Written problem:
How many lines in the material below contain the word "trim"? Reply with the number only.

Records for this exercise:
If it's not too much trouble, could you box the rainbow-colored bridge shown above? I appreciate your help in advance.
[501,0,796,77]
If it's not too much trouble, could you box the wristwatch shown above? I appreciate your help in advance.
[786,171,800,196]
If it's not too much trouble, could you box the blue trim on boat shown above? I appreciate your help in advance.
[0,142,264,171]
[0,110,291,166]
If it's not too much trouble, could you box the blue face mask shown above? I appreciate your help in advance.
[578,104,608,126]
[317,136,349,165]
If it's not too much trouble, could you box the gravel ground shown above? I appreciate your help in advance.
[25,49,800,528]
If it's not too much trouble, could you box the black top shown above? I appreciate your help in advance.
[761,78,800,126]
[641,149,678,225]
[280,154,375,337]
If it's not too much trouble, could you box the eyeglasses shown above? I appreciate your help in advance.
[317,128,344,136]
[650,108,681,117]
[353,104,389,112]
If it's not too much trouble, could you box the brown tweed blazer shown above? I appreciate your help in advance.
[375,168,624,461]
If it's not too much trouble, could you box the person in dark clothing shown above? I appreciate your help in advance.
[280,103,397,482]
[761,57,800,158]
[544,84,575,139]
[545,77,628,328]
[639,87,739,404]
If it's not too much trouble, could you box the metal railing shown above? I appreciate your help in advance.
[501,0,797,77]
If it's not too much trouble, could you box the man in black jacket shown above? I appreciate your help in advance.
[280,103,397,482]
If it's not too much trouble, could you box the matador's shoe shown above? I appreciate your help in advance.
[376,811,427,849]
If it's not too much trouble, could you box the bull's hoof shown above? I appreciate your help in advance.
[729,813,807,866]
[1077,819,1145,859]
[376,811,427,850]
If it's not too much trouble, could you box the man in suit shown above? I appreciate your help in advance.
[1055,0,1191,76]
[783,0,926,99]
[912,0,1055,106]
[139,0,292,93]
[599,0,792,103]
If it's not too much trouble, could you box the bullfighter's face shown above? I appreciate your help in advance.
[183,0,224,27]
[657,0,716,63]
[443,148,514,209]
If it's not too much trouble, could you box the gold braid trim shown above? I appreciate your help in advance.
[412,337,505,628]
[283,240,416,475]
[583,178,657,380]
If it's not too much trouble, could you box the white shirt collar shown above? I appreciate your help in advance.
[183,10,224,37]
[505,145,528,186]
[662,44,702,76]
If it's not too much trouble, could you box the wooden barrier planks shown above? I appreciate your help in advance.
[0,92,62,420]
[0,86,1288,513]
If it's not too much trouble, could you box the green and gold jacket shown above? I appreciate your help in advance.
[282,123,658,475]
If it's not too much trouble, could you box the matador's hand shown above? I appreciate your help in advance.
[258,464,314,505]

Answer to the problem:
2